Excerpted records:

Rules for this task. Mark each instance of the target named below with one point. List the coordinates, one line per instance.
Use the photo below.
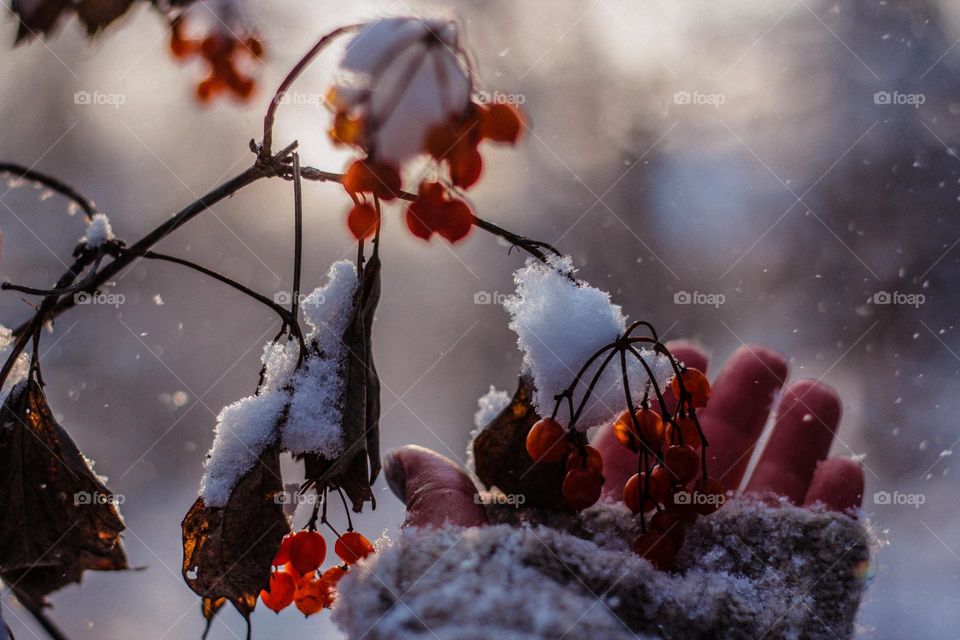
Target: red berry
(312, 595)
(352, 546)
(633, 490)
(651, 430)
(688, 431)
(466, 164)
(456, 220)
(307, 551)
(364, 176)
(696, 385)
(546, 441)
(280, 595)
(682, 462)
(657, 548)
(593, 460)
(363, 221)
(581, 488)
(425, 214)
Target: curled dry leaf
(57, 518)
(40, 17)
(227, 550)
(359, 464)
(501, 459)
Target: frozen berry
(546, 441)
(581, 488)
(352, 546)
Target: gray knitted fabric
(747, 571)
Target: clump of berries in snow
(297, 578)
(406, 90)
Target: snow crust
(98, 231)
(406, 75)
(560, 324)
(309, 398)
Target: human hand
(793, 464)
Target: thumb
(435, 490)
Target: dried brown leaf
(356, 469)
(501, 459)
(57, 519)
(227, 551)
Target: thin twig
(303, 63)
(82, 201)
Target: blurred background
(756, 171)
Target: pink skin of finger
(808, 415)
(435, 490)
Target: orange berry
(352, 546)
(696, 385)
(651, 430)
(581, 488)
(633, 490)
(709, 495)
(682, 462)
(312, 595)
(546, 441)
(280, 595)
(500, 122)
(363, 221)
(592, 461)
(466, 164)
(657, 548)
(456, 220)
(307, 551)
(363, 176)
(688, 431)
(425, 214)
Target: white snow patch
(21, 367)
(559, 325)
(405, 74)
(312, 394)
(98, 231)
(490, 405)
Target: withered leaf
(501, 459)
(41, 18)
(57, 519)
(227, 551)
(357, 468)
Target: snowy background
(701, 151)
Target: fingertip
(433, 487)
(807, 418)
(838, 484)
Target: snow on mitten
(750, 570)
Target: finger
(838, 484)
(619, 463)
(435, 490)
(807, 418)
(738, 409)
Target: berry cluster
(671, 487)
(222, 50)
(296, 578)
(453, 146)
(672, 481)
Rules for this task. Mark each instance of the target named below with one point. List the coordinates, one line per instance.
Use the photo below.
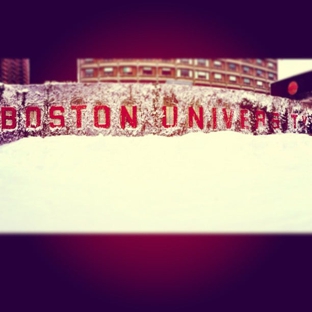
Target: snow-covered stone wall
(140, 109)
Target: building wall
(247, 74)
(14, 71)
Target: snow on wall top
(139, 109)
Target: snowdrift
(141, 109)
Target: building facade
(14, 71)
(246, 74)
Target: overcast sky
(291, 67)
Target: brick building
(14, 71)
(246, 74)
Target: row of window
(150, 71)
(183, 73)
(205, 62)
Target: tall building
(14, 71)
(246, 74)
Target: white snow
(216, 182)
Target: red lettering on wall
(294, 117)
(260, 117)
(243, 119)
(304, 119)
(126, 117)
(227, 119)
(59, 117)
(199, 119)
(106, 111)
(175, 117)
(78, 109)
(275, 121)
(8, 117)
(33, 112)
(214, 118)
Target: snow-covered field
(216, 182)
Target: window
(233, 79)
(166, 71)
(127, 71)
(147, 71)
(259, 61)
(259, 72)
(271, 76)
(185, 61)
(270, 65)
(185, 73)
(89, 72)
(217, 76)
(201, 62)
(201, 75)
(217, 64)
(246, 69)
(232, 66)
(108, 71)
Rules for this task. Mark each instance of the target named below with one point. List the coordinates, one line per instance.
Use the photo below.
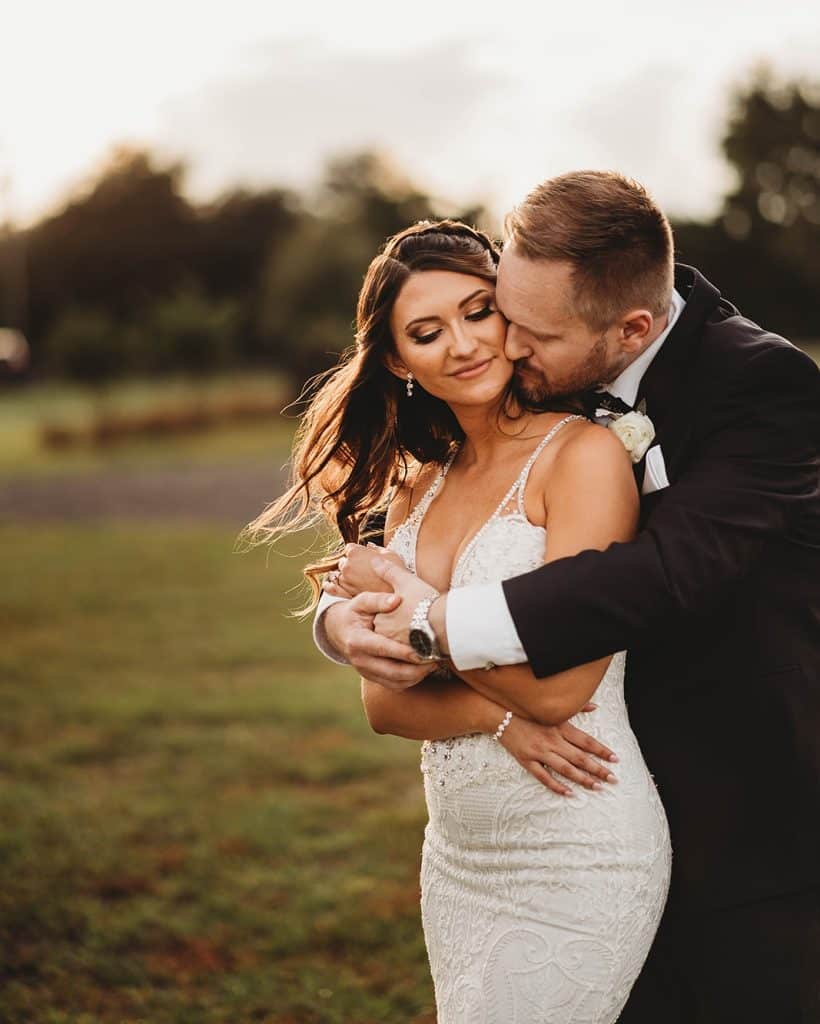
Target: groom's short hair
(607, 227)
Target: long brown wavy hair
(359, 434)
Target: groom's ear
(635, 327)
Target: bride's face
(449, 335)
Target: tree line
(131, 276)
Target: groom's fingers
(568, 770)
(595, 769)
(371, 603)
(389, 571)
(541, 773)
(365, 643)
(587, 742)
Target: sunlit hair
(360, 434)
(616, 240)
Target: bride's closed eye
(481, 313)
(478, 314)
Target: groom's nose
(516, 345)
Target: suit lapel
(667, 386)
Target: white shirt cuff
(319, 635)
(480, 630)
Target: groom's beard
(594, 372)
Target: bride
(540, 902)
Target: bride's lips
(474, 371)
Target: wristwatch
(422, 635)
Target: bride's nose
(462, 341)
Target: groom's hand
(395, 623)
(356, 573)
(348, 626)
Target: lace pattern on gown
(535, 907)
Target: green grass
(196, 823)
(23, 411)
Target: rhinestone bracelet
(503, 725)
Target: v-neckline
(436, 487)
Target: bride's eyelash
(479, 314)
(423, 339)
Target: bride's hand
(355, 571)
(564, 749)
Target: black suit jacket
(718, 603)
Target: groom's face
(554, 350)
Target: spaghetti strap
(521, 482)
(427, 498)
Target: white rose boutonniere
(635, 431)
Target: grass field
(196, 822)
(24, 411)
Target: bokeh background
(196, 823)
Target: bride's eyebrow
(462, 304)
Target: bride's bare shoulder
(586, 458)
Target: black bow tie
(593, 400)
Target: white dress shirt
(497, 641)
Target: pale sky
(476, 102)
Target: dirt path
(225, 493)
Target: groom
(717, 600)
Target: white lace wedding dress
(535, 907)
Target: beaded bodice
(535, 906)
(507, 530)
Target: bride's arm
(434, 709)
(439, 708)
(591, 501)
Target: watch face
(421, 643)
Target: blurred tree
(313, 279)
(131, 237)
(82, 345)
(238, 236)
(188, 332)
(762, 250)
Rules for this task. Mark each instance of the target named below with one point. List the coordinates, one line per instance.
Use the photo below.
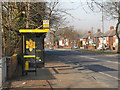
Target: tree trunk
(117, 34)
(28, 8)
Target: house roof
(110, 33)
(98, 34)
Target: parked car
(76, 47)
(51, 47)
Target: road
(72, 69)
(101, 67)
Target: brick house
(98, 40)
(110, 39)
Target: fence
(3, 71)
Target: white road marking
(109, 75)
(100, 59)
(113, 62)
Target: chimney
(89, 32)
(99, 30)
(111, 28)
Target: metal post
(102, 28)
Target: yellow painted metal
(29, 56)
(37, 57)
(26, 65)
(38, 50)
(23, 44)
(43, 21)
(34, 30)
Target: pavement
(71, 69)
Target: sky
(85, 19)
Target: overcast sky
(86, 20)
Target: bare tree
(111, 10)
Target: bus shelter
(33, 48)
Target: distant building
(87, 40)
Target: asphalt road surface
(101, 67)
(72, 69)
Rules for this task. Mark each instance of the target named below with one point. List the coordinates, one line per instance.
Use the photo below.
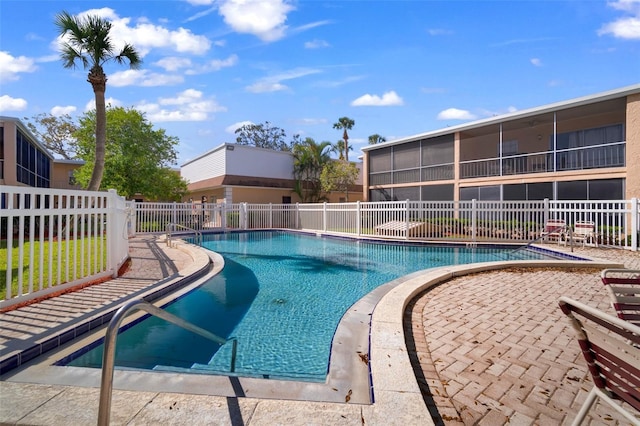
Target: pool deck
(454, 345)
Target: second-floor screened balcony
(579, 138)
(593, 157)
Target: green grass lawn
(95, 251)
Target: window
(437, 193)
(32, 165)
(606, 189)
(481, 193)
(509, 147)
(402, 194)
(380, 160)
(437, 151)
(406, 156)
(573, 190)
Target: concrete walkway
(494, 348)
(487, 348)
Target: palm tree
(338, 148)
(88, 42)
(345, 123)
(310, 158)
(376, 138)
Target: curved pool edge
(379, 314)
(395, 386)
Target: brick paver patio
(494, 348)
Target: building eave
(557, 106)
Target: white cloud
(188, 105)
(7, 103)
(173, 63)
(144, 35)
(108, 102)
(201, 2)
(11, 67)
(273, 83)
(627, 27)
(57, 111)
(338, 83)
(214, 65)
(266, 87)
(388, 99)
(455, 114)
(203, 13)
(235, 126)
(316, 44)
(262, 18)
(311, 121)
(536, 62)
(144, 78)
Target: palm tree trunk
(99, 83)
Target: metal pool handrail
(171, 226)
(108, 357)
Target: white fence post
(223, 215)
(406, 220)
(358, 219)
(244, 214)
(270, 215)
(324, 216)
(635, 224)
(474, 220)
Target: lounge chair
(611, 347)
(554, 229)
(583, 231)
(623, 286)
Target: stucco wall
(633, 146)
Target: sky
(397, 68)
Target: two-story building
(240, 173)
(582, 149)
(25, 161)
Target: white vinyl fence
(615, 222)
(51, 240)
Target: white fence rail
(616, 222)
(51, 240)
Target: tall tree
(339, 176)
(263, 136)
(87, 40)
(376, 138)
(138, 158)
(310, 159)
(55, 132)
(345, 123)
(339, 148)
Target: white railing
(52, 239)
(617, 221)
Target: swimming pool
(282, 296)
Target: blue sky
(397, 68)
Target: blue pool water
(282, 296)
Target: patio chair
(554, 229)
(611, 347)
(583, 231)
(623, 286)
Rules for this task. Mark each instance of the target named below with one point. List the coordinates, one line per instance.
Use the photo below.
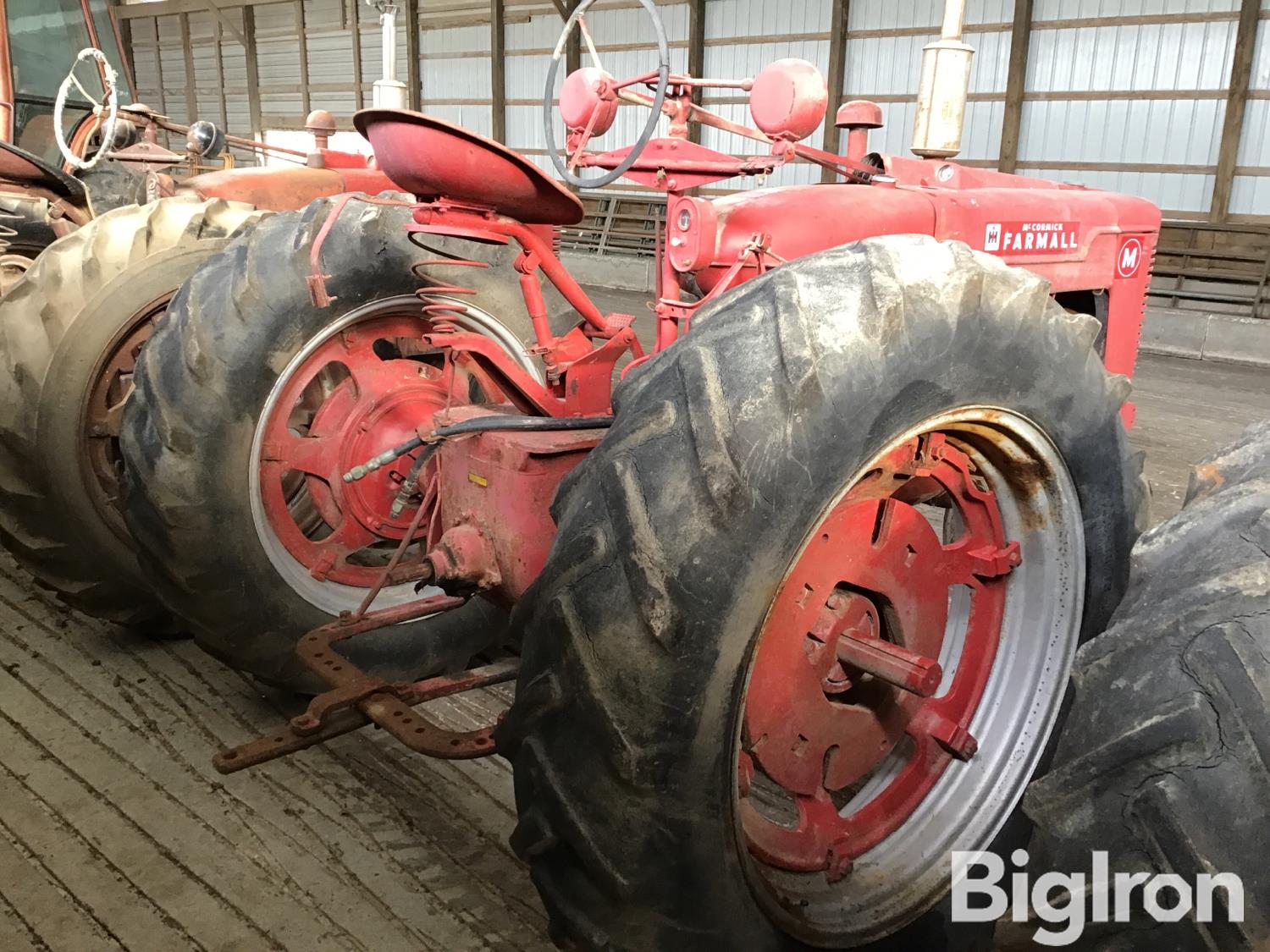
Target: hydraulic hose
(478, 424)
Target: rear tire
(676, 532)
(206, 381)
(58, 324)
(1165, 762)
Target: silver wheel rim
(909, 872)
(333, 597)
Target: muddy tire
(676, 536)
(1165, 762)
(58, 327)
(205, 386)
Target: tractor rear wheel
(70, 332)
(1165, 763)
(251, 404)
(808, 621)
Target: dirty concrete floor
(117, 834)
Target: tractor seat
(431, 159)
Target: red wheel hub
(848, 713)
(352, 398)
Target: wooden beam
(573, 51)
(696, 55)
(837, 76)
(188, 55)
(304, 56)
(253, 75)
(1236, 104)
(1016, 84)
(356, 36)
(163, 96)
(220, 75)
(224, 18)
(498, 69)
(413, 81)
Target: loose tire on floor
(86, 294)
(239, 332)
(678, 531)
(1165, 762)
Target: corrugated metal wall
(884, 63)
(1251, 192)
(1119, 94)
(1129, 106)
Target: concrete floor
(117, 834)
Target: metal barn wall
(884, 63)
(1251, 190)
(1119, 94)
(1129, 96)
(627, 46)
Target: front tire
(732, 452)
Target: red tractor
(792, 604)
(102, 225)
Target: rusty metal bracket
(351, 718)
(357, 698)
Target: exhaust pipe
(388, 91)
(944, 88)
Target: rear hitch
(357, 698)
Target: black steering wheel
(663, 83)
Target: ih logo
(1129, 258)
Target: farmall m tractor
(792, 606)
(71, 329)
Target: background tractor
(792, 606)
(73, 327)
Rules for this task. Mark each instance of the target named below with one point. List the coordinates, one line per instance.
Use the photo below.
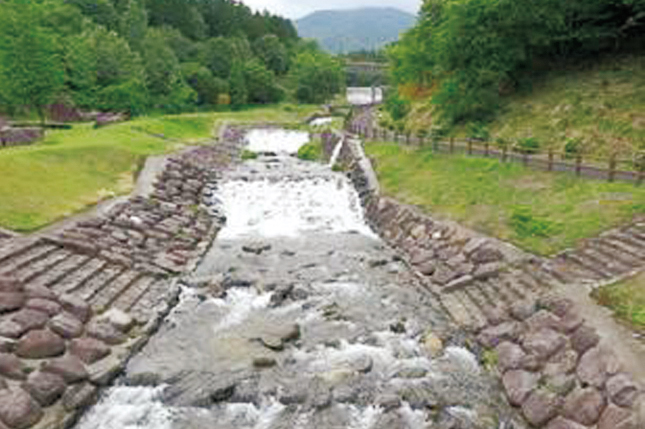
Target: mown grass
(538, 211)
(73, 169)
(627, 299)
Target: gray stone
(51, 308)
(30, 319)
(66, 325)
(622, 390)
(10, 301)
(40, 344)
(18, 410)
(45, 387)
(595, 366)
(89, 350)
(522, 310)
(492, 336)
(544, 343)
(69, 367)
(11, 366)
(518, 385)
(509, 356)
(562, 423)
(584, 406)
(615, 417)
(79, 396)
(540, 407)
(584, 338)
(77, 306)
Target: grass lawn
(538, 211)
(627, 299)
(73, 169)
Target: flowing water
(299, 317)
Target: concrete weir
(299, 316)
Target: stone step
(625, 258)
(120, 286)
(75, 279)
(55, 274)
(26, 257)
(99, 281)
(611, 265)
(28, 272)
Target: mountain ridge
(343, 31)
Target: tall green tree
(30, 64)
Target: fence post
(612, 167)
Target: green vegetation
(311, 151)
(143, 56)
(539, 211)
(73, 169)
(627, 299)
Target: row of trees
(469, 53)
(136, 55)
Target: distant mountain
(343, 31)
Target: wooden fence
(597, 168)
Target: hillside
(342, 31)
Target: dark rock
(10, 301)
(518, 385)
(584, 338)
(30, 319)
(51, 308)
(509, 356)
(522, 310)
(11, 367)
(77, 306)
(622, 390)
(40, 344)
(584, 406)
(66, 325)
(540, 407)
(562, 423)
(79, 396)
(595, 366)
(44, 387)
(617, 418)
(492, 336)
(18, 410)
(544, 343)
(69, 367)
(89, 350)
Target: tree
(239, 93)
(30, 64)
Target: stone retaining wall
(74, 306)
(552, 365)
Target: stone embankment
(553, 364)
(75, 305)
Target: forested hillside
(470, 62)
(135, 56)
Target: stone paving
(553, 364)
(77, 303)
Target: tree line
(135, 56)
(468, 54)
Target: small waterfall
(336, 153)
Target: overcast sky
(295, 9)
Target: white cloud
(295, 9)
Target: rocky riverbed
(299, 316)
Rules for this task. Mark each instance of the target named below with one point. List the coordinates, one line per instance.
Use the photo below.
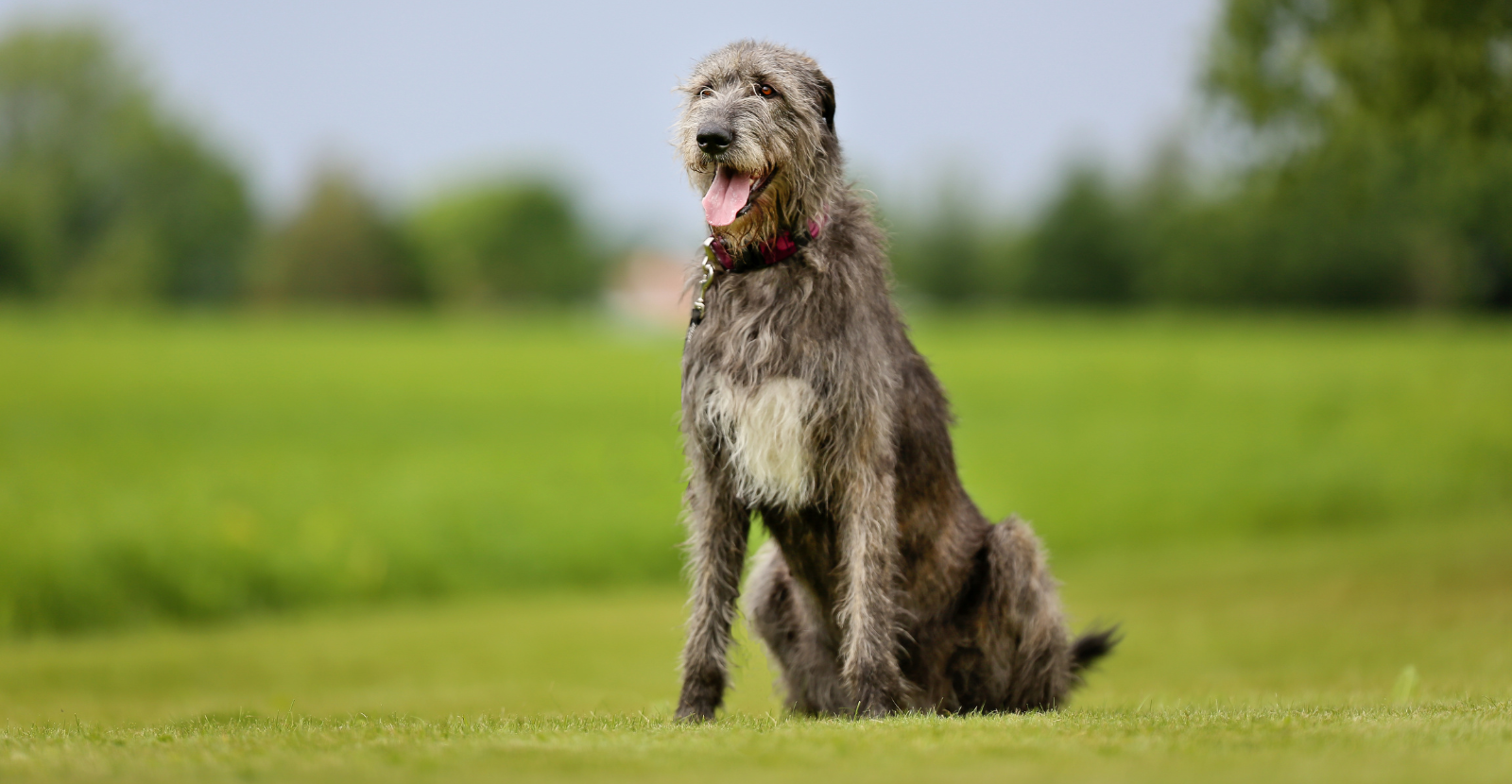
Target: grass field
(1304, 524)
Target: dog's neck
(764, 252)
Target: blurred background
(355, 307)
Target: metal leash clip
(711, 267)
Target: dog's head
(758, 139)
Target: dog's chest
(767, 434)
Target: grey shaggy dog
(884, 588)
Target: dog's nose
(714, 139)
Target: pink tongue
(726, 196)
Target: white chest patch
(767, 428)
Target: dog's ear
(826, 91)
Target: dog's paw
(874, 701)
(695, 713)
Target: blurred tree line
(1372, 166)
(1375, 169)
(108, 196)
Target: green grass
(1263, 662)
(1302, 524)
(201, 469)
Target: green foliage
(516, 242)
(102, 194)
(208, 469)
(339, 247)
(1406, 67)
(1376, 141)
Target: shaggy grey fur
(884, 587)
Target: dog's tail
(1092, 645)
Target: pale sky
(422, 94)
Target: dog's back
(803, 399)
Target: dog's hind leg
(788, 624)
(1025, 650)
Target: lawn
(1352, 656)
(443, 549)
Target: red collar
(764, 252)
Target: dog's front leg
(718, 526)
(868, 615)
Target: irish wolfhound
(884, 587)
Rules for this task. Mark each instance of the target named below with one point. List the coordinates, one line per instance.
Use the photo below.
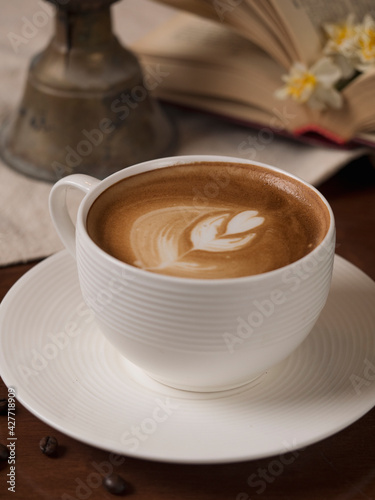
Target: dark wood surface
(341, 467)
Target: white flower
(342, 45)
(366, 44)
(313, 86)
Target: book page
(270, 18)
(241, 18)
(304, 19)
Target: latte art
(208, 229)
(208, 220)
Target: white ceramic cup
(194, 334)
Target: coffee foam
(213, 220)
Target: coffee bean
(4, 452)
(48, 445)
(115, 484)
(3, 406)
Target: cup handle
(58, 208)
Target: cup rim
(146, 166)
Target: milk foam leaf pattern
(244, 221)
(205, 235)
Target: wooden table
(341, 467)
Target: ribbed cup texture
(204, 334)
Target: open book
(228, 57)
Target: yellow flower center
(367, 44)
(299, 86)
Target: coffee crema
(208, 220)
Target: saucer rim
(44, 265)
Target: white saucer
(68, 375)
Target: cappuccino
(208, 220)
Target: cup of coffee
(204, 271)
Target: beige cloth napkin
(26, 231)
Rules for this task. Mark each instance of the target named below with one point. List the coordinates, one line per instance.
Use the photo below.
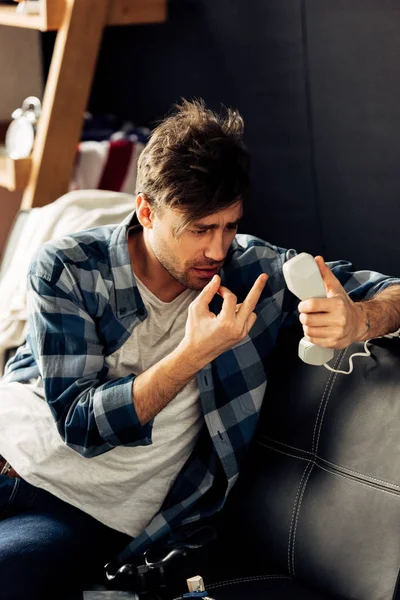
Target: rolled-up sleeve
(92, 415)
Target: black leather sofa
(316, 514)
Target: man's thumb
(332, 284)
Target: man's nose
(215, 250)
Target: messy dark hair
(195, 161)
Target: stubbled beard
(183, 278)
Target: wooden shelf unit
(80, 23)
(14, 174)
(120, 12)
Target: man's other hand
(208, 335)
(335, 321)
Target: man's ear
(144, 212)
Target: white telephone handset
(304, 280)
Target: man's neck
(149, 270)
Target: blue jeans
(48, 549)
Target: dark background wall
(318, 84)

Task prompt:
Take the lines from the one containing "Target: dog's hind leg" through the final line of the listing above and print them exactly, including both ends but no pictures.

Solution:
Target: dog's hind leg
(788, 624)
(1025, 650)
Target: lawn
(1352, 656)
(443, 549)
Target: red collar
(764, 252)
Target: dog's front leg
(718, 526)
(868, 615)
Target: irish wolfhound
(884, 587)
Rules for this task. Mark each instance of the target named below with one point. List the coordinates, one line per instance.
Use the photo below.
Target: dark wood surface
(341, 467)
Target: white flower
(342, 45)
(366, 44)
(313, 86)
Target: book page
(270, 18)
(241, 18)
(304, 19)
Target: latte art
(208, 229)
(208, 220)
Target: white ceramic cup
(194, 334)
Target: coffee foam
(213, 220)
Target: coffee bean
(4, 452)
(48, 445)
(115, 484)
(3, 406)
Target: cup handle
(58, 208)
Target: cup rim
(146, 166)
Target: milk foam leaf pattern
(244, 221)
(205, 235)
Target: wooden table
(341, 467)
Target: ribbed cup texture
(204, 334)
Target: open book
(228, 57)
Target: yellow flower center
(367, 44)
(299, 86)
Target: coffee crema
(208, 220)
Target: saucer rim
(44, 265)
Target: white saucer
(68, 375)
Target: cappuccino
(208, 220)
Target: cup of coffee
(204, 271)
Target: beige cloth napkin
(26, 231)
Rules for this task. Mark each instance of the target named below with one point. List the coordinates, one line per instance.
Use the photo below.
Target: rolled-up sleeve
(92, 415)
Target: black leather sofa
(316, 514)
Target: man's thumb
(332, 284)
Target: man's nose
(215, 250)
Target: messy dark hair
(195, 161)
Target: stubbled beard
(183, 278)
Target: wooden shelf unit
(80, 23)
(14, 174)
(120, 12)
Target: man's other hand
(208, 335)
(335, 321)
Target: man's ear
(144, 212)
Target: white telephone handset
(304, 280)
Target: man's neck
(149, 270)
Target: blue jeans
(48, 549)
Target: dark background wall
(318, 84)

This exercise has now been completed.